Grandpa Vander Lugt emanated grace and compassion. He loved God, his wife, his children, working the land, fishing, and playing with his grandkids. One of my fondest memories of Grandpa Vander Lugt was riding on the fender of his Minneapolis Moline tractor. My brother would ride on the left fender and I would ride on the right. Grandpa Vander Lugt would drive us out into the pasture to check on the fence line or pick up rocks. I would hang on to the handle of the fender and let the enormous tread of the tractor tires knock my feet into the air. In hindsight…this was EXTREMELY dangerous. Who needs car seats when you can put your four-year-old grandkids on the fender of a tractor and let its gigantic wheels systematically knock against the soles of their tennis shoes?
Grandpa Vander Lugt also loved Case International Harvester Tractors. He loved them so much, that he wanted to share his passion with his grandson. Every Christmas, Grandpa Vander Lugt would buy me a die cast collectable, Case International Harvester tractor or farm equipment. I had tractors, hay elevators, manure spreaders, and gravity wagons. To this day, every time I look upon my die cast collectable, Case International Harvester tractor, I think about Grandpa Vander Lugt and remember the wonderful times we shared, the grace and love he exuded, and the fun we had together on his farm and on that super dangerous tractor.

_Saved data entries_:
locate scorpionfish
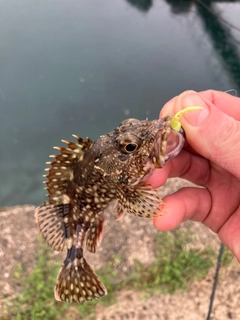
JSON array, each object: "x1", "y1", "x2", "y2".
[{"x1": 35, "y1": 115, "x2": 184, "y2": 303}]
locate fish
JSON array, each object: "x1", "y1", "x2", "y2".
[{"x1": 35, "y1": 115, "x2": 184, "y2": 303}]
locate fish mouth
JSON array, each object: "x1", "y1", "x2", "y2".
[{"x1": 150, "y1": 129, "x2": 185, "y2": 168}]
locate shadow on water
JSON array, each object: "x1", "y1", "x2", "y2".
[
  {"x1": 126, "y1": 0, "x2": 153, "y2": 12},
  {"x1": 129, "y1": 0, "x2": 240, "y2": 90}
]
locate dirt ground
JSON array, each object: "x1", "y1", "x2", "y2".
[{"x1": 0, "y1": 179, "x2": 240, "y2": 320}]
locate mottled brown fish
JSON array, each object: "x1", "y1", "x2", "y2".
[{"x1": 35, "y1": 115, "x2": 184, "y2": 302}]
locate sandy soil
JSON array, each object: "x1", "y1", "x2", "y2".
[{"x1": 0, "y1": 180, "x2": 240, "y2": 320}]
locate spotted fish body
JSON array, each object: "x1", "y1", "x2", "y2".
[{"x1": 35, "y1": 115, "x2": 184, "y2": 302}]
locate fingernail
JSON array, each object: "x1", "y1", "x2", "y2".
[{"x1": 182, "y1": 94, "x2": 209, "y2": 126}]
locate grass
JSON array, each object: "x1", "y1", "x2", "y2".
[{"x1": 1, "y1": 231, "x2": 231, "y2": 320}]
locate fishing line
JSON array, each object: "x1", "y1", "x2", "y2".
[{"x1": 206, "y1": 242, "x2": 224, "y2": 320}]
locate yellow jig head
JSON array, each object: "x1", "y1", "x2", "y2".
[{"x1": 170, "y1": 106, "x2": 203, "y2": 131}]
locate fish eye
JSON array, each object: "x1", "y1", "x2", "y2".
[{"x1": 123, "y1": 143, "x2": 138, "y2": 153}]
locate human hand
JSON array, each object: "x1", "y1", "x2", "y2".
[{"x1": 148, "y1": 90, "x2": 240, "y2": 262}]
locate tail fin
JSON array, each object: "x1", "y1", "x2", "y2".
[{"x1": 54, "y1": 258, "x2": 107, "y2": 303}]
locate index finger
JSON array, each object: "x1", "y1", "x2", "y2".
[{"x1": 160, "y1": 90, "x2": 240, "y2": 121}]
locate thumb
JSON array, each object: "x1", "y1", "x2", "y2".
[{"x1": 174, "y1": 92, "x2": 240, "y2": 178}]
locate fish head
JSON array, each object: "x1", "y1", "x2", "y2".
[{"x1": 95, "y1": 115, "x2": 184, "y2": 186}]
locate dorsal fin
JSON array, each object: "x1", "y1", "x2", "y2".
[{"x1": 44, "y1": 135, "x2": 93, "y2": 204}]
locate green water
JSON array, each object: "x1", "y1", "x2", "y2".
[{"x1": 0, "y1": 0, "x2": 240, "y2": 206}]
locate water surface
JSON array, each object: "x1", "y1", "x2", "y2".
[{"x1": 0, "y1": 0, "x2": 240, "y2": 206}]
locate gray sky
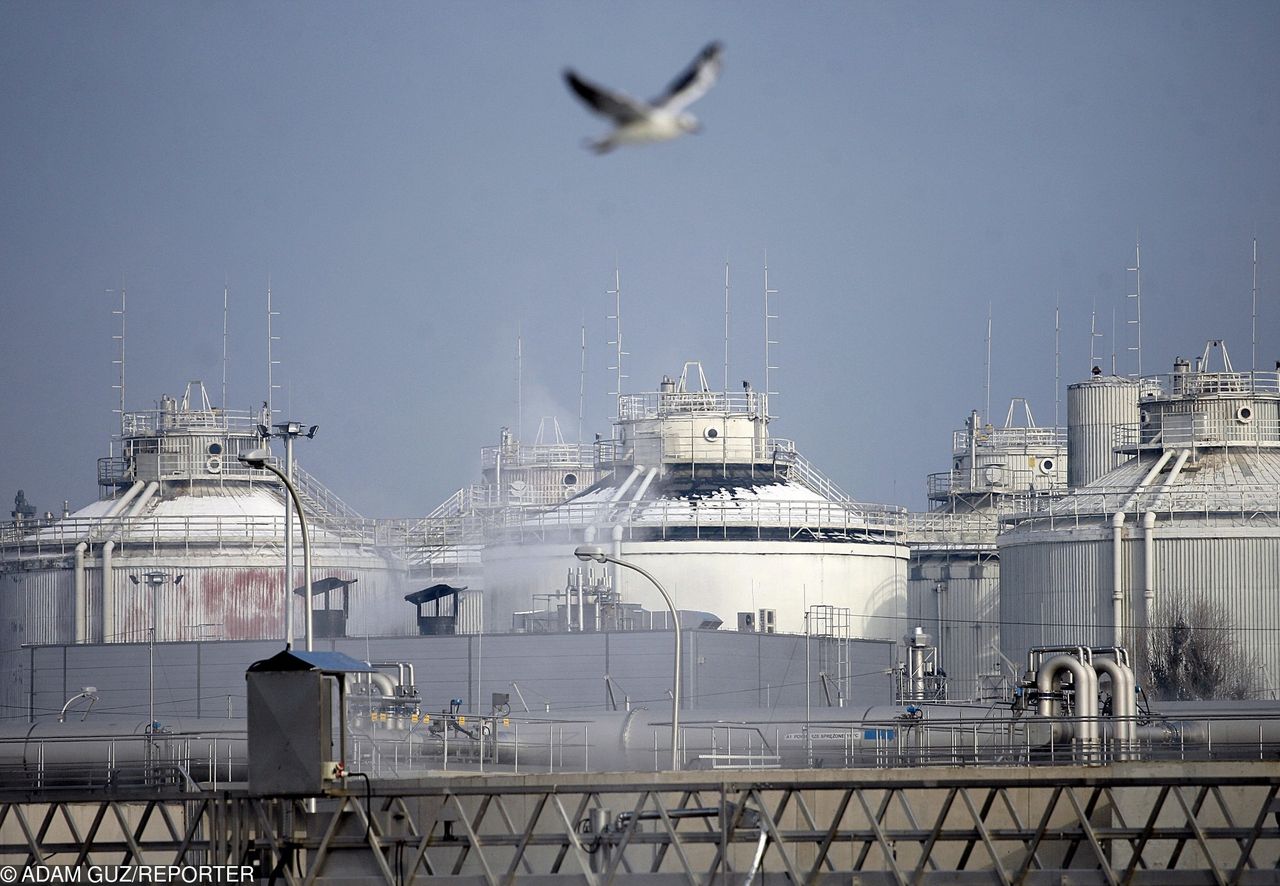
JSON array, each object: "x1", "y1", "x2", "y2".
[{"x1": 0, "y1": 0, "x2": 1280, "y2": 519}]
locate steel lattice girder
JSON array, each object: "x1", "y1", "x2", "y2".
[{"x1": 0, "y1": 762, "x2": 1280, "y2": 886}]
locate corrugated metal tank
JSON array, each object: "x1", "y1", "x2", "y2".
[
  {"x1": 998, "y1": 342, "x2": 1280, "y2": 693},
  {"x1": 1066, "y1": 375, "x2": 1139, "y2": 489},
  {"x1": 908, "y1": 548, "x2": 1002, "y2": 699}
]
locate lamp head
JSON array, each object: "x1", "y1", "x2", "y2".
[
  {"x1": 573, "y1": 544, "x2": 608, "y2": 563},
  {"x1": 236, "y1": 448, "x2": 271, "y2": 467}
]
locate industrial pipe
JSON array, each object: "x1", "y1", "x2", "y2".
[
  {"x1": 1111, "y1": 449, "x2": 1174, "y2": 647},
  {"x1": 1139, "y1": 449, "x2": 1192, "y2": 649},
  {"x1": 1036, "y1": 656, "x2": 1100, "y2": 762}
]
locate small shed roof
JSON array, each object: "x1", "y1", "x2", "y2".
[
  {"x1": 286, "y1": 576, "x2": 360, "y2": 597},
  {"x1": 248, "y1": 649, "x2": 374, "y2": 673},
  {"x1": 404, "y1": 584, "x2": 466, "y2": 604}
]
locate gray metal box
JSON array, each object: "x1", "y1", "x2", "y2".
[{"x1": 246, "y1": 671, "x2": 342, "y2": 795}]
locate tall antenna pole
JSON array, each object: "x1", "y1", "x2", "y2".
[
  {"x1": 262, "y1": 274, "x2": 280, "y2": 428},
  {"x1": 1053, "y1": 293, "x2": 1062, "y2": 429},
  {"x1": 516, "y1": 325, "x2": 525, "y2": 443},
  {"x1": 763, "y1": 256, "x2": 778, "y2": 416},
  {"x1": 724, "y1": 261, "x2": 728, "y2": 393},
  {"x1": 1249, "y1": 237, "x2": 1258, "y2": 373},
  {"x1": 1089, "y1": 296, "x2": 1102, "y2": 373},
  {"x1": 1126, "y1": 236, "x2": 1142, "y2": 378},
  {"x1": 1111, "y1": 305, "x2": 1116, "y2": 375},
  {"x1": 577, "y1": 311, "x2": 586, "y2": 444},
  {"x1": 605, "y1": 264, "x2": 627, "y2": 417},
  {"x1": 223, "y1": 277, "x2": 230, "y2": 417},
  {"x1": 983, "y1": 301, "x2": 991, "y2": 424},
  {"x1": 108, "y1": 274, "x2": 125, "y2": 440}
]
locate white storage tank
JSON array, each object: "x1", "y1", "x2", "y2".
[
  {"x1": 483, "y1": 364, "x2": 908, "y2": 640},
  {"x1": 0, "y1": 382, "x2": 416, "y2": 722}
]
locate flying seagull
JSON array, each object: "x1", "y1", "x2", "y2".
[{"x1": 564, "y1": 42, "x2": 723, "y2": 154}]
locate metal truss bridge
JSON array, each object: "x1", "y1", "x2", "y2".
[{"x1": 0, "y1": 761, "x2": 1280, "y2": 886}]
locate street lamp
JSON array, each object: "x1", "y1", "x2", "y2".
[
  {"x1": 129, "y1": 570, "x2": 186, "y2": 734},
  {"x1": 238, "y1": 449, "x2": 311, "y2": 652},
  {"x1": 257, "y1": 421, "x2": 320, "y2": 649},
  {"x1": 573, "y1": 544, "x2": 680, "y2": 769}
]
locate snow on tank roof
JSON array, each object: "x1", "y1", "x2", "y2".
[
  {"x1": 517, "y1": 475, "x2": 863, "y2": 526},
  {"x1": 570, "y1": 475, "x2": 828, "y2": 504}
]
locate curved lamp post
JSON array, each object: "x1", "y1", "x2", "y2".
[
  {"x1": 238, "y1": 449, "x2": 311, "y2": 652},
  {"x1": 573, "y1": 544, "x2": 680, "y2": 771}
]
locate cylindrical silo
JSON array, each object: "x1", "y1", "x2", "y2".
[
  {"x1": 998, "y1": 342, "x2": 1280, "y2": 697},
  {"x1": 1066, "y1": 375, "x2": 1139, "y2": 489}
]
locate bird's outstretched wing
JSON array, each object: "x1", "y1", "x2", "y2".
[
  {"x1": 564, "y1": 69, "x2": 650, "y2": 125},
  {"x1": 653, "y1": 42, "x2": 724, "y2": 114}
]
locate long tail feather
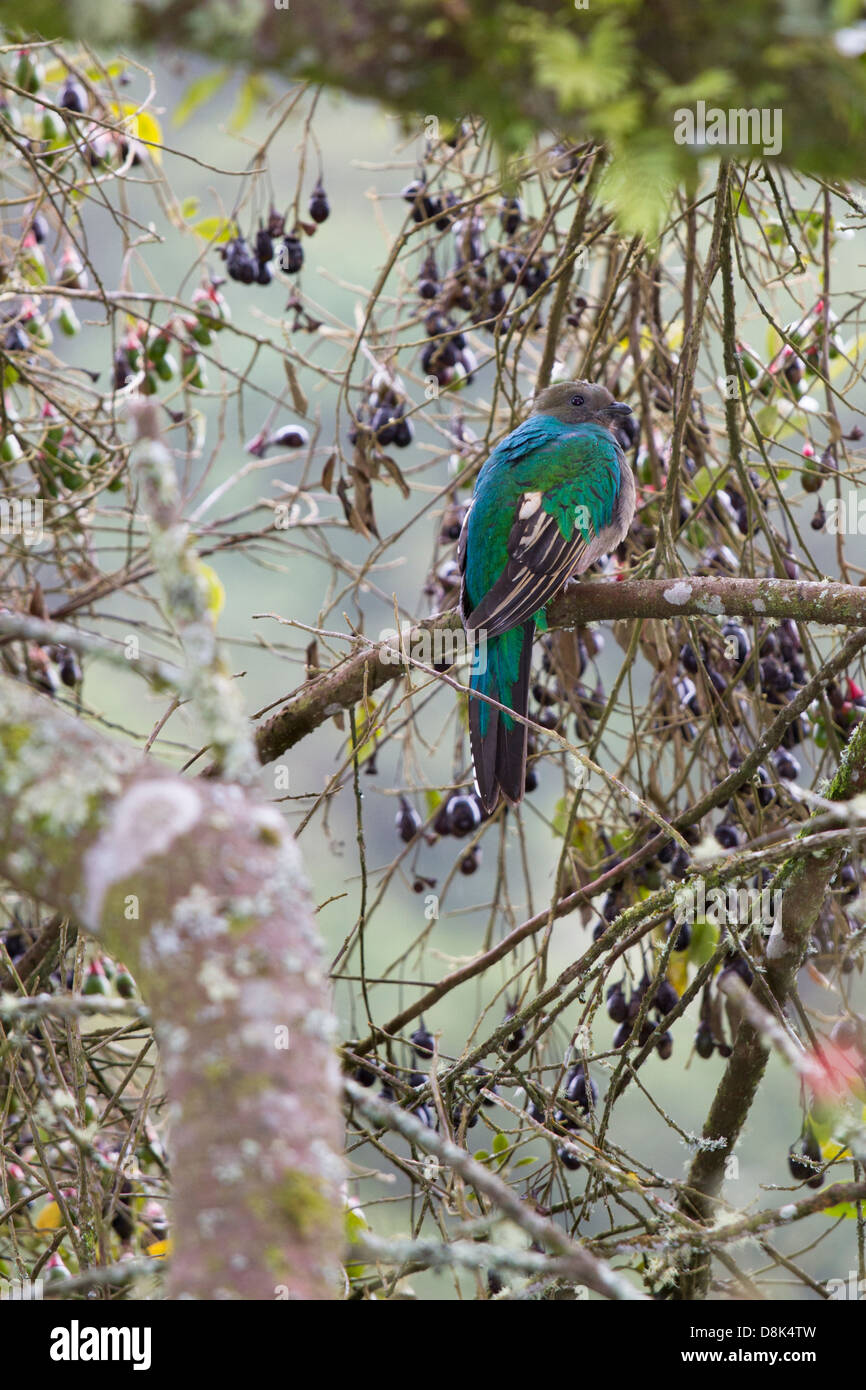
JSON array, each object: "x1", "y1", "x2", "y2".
[{"x1": 468, "y1": 619, "x2": 535, "y2": 812}]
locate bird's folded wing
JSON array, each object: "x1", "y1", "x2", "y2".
[{"x1": 466, "y1": 498, "x2": 594, "y2": 641}]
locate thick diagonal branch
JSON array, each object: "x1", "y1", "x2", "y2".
[
  {"x1": 256, "y1": 578, "x2": 866, "y2": 763},
  {"x1": 0, "y1": 677, "x2": 342, "y2": 1298}
]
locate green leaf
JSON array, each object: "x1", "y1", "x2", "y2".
[
  {"x1": 599, "y1": 131, "x2": 678, "y2": 238},
  {"x1": 192, "y1": 217, "x2": 235, "y2": 242},
  {"x1": 174, "y1": 68, "x2": 229, "y2": 125},
  {"x1": 528, "y1": 14, "x2": 631, "y2": 114},
  {"x1": 228, "y1": 72, "x2": 270, "y2": 135},
  {"x1": 688, "y1": 917, "x2": 719, "y2": 965}
]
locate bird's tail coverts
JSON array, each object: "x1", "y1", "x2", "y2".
[{"x1": 468, "y1": 620, "x2": 535, "y2": 810}]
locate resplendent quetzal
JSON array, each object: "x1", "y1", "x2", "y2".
[{"x1": 457, "y1": 381, "x2": 635, "y2": 810}]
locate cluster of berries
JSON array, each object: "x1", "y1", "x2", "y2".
[
  {"x1": 349, "y1": 370, "x2": 414, "y2": 449},
  {"x1": 395, "y1": 792, "x2": 487, "y2": 872},
  {"x1": 220, "y1": 187, "x2": 331, "y2": 285}
]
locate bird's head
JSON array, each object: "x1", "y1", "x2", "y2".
[{"x1": 532, "y1": 381, "x2": 631, "y2": 430}]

_EXERCISE BRIEF_:
Translate this sentence from the passage about Grandpa Vander Lugt into Spanish: "Grandpa Vander Lugt also loved Case International Harvester Tractors." The listing isn't needed here.

_THE SOLUTION_:
El abuelo Vander Lugt también amaba los tractores Case International Harvester.